Text:
This time Queen Elizabeth deemed it expedient to take notice of Grange’s communication; and on the 17th of May, she instructed Bedford as to the answers which he was to return in her name, with regard to the three points indicated in the letter. As to the first of them – to have their sovereign delivered from bondage – Elizabeth pointed out that Mary’s own statement to herself was at variance with that of the Lords, and that the Scottish Queen attributed their hatred of Bothwell to the anger and disappointment which they felt at his having ‘in her distress recovered her liberty out of their hands.’

Respecting the preservation of the young prince, Elizabeth professed not to understand what was intended – whether the Lords merely wished to entrust him to the care of his grandmother, Lady Margaret Lennox, or whether they had some other object in view. She did not hide her anxiety to get him into her own keeping; and suggestively added that if she could not be trusted with his protection, she thought intermeddling with the rest of the matters would prove more hurtful than profitable. The notion of placing the Crown on the child’s head in the event of his mother’s marriage with Bothwell, was one which Elizabeth altogether refused to entertain – ‘it was a matter for example’s sake, not to be digested by her or any other monarch.’

With reference to the pursuit of the murderers of the King, the English Queen confined herself to the diplomatic remark that she saw great difficulties in the way of undertaking it if Bothwell were to marry Mary.

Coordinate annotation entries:
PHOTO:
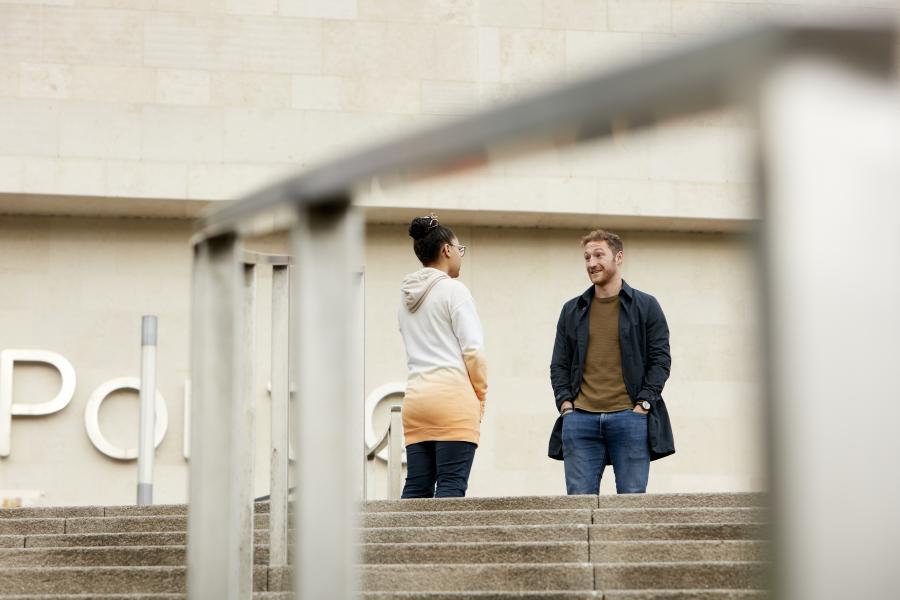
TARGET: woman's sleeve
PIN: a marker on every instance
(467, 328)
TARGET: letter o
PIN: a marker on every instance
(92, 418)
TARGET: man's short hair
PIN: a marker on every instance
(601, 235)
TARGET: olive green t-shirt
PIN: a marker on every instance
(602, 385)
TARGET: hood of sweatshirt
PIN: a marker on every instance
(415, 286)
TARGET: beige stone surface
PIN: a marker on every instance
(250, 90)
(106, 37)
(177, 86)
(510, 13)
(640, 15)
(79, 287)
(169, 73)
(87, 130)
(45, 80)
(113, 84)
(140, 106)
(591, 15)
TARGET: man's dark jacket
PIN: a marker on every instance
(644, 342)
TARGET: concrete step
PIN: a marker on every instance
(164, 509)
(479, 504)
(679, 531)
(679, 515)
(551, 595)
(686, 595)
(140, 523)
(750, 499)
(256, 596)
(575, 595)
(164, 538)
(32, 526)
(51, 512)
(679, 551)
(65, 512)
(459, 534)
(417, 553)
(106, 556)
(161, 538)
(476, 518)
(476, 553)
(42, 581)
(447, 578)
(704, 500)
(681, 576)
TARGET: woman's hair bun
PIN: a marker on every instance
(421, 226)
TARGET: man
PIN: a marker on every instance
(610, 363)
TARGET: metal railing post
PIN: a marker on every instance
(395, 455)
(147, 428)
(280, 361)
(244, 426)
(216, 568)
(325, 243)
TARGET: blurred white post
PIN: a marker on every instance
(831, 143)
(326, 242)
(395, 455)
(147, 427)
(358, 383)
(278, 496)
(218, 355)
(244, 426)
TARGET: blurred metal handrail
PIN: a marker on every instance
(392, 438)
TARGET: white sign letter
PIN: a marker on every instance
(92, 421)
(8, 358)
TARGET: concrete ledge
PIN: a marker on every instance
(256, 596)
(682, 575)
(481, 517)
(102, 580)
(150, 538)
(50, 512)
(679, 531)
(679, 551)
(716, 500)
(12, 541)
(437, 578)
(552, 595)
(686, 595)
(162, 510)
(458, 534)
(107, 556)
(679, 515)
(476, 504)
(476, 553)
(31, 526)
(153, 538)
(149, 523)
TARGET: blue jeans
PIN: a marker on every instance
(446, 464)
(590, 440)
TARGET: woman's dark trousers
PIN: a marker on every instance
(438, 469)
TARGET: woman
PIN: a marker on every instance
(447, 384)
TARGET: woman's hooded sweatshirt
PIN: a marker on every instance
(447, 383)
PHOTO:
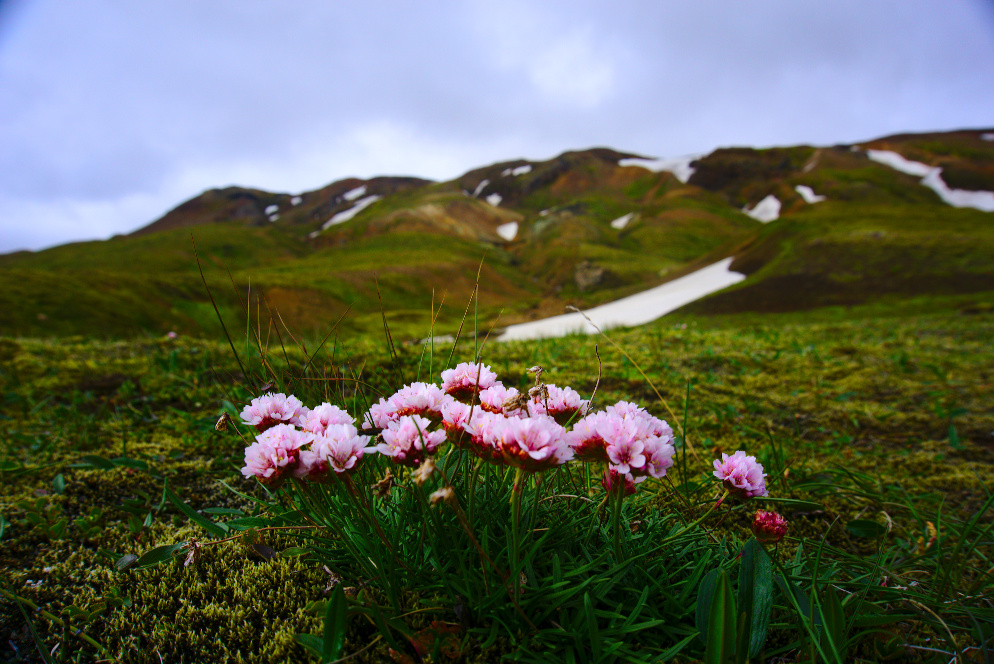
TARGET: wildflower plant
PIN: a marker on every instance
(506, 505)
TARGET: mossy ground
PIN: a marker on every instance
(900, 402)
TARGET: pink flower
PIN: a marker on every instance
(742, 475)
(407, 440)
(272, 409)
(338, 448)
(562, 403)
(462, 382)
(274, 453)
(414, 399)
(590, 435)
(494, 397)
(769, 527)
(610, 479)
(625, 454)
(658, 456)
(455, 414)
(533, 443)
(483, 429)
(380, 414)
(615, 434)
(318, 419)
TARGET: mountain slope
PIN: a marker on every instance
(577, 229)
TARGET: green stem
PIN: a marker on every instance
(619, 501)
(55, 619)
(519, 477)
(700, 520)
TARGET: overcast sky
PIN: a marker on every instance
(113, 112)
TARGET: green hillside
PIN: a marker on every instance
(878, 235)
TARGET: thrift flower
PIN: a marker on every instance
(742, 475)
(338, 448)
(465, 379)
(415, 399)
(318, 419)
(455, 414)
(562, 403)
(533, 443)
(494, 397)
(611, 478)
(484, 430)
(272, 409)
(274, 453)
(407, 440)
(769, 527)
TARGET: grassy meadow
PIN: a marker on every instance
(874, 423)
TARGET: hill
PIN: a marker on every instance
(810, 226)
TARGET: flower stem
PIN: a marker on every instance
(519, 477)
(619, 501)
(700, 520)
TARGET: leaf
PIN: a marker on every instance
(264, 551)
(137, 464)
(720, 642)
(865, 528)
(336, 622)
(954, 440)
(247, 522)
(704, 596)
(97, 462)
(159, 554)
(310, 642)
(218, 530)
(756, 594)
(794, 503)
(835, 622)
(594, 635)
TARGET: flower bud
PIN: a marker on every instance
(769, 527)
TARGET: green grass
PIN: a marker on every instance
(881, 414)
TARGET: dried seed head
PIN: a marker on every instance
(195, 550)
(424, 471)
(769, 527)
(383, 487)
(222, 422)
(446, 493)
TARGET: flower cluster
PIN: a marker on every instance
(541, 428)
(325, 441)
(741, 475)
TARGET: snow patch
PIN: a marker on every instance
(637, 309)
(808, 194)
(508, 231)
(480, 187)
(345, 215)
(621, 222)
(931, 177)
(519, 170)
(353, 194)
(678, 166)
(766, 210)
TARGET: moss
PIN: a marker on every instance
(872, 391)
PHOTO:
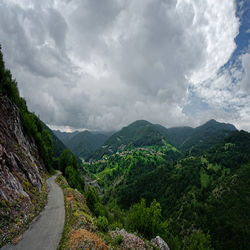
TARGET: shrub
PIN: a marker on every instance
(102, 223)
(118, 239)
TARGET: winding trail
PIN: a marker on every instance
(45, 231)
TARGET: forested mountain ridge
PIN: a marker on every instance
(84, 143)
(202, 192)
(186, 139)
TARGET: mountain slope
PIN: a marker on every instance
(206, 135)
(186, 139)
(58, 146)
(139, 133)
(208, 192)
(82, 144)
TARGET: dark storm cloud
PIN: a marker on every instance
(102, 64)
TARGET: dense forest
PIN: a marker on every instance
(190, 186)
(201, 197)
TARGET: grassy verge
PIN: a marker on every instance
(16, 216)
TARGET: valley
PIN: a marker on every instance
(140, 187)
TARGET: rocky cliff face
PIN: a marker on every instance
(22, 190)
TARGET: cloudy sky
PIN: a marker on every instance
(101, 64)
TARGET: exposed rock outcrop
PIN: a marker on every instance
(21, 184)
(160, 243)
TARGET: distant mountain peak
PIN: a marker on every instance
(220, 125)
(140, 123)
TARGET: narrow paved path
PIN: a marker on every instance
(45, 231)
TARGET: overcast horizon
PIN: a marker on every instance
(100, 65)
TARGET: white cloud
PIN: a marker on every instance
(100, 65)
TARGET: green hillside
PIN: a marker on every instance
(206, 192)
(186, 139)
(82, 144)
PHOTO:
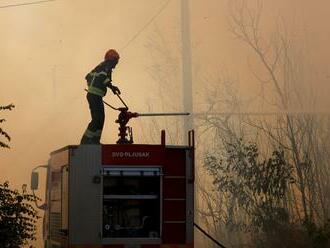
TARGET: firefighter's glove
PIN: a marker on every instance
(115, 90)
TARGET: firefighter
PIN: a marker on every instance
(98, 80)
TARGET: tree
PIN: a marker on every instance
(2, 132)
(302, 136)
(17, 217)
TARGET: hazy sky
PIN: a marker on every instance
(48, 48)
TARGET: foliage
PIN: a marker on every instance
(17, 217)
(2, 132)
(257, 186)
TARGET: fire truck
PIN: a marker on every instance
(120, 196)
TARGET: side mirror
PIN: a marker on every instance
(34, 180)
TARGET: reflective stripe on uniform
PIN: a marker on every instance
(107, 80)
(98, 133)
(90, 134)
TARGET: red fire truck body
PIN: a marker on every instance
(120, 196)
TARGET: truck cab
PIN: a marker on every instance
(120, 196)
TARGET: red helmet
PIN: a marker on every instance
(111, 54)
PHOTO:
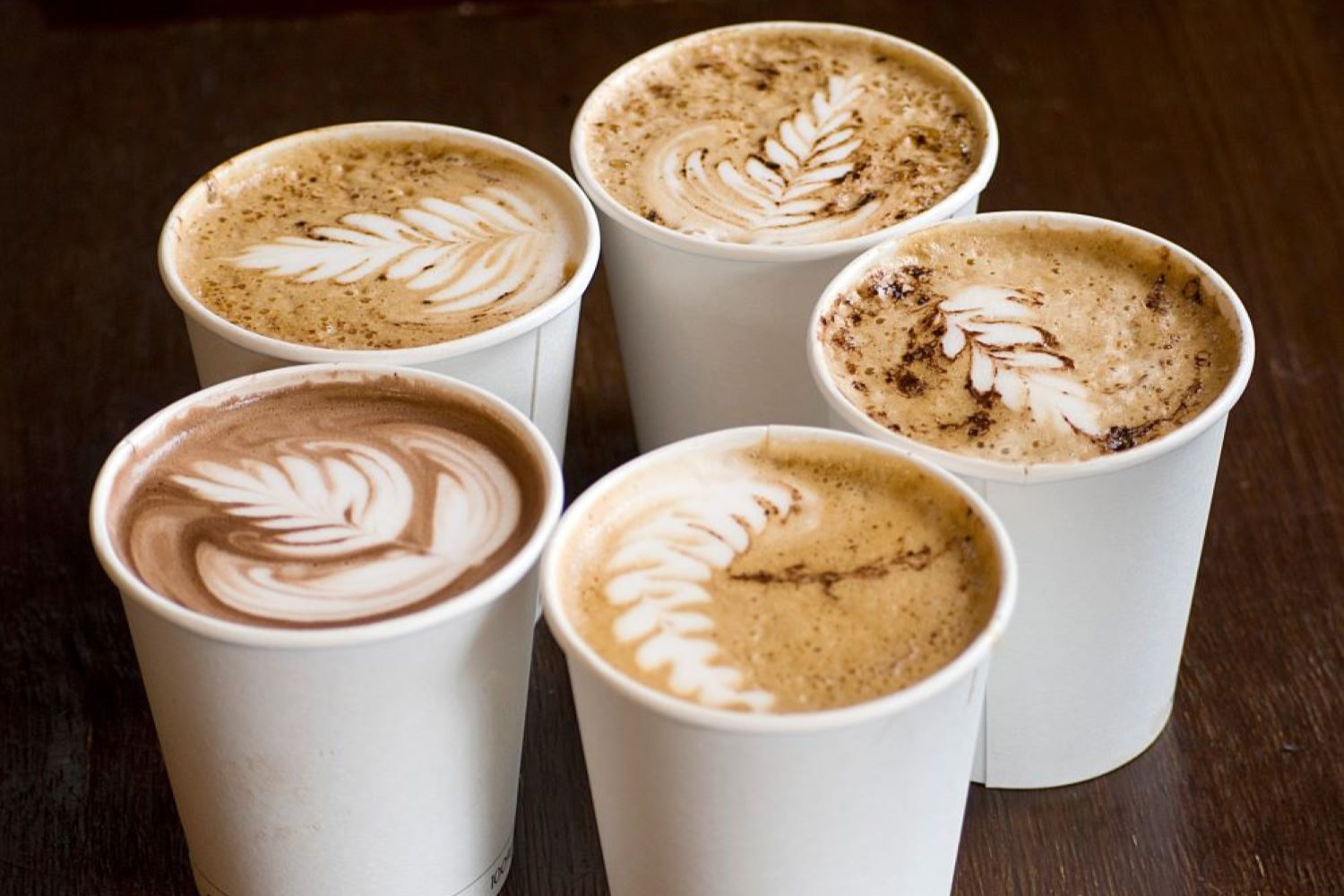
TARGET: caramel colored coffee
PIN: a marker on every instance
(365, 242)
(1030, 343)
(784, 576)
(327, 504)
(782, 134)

Written tasks:
**1.** In the text about Elizabeth's reply to Grange, on what date did Elizabeth instruct Bedford on the answers he was to return?
**2.** Reproduce the text about Elizabeth's reply to Grange between "With reference to" and "to marry Mary.", inclusive, changing "murderers" to "assassins".

Final results:
**1.** On the 17th of May.

**2.**
With reference to the pursuit of the assassins of the King, the English Queen confined herself to the diplomatic remark that she saw great difficulties in the way of undertaking it if Bothwell were to marry Mary.